**Instructions for the task**
Reproduce every line of the items below between the lines holding "task: segment the blurred background" and "362], [431, 362]]]", inclusive, requests included. Shift each coordinate in the answer outlines by adding 45, and leave the numbers in the requests and format samples unchanged.

--- start Available data ---

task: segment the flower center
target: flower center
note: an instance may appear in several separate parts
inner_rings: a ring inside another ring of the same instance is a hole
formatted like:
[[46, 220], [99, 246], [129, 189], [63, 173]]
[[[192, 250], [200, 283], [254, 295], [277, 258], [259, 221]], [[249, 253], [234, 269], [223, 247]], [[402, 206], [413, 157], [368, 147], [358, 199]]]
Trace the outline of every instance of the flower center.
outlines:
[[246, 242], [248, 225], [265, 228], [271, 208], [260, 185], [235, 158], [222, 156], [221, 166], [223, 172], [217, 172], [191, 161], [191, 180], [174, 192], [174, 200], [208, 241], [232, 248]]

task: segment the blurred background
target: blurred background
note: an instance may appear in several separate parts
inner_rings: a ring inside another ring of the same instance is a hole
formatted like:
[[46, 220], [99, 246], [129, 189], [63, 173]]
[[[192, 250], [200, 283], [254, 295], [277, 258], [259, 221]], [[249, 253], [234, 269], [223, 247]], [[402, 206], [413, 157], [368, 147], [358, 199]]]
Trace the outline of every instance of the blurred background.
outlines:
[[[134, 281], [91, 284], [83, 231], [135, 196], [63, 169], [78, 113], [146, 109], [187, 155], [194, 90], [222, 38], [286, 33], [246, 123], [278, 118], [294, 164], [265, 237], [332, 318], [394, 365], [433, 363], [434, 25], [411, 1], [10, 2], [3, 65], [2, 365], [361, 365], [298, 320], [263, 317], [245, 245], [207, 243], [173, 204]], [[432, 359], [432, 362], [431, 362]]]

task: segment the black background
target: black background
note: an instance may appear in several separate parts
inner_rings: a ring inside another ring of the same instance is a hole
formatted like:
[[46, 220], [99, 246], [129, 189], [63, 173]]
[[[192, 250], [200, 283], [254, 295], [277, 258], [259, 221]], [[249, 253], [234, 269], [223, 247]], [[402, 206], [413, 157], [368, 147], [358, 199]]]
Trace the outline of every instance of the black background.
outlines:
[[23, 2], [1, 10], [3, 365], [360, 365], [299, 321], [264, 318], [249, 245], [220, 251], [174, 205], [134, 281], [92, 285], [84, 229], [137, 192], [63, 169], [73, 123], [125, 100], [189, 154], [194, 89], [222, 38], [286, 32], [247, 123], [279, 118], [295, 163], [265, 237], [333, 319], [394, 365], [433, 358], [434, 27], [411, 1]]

--- end Available data ---

**Task output**
task: segment the blurred background
target: blurred background
note: an instance may appear in several separate parts
inner_rings: a ring inside another ring of the same instance is a hole
formatted like:
[[46, 220], [99, 246], [129, 189], [63, 173]]
[[[192, 250], [200, 283], [254, 295], [277, 258], [259, 221]], [[249, 253], [234, 269], [223, 247]], [[402, 206], [413, 157], [368, 147], [358, 199]]]
Trace the outline of every instance of the blurred background.
outlines:
[[[179, 326], [136, 329], [128, 276], [180, 241], [108, 214], [123, 158], [191, 154], [232, 200], [239, 135], [267, 83], [331, 78], [291, 168], [323, 163], [339, 209], [310, 282], [377, 363], [439, 410], [478, 408], [479, 70], [456, 46], [55, 47], [48, 110], [47, 410], [406, 410], [343, 365], [308, 362], [290, 290], [252, 288], [218, 249]], [[477, 404], [477, 407], [476, 407]]]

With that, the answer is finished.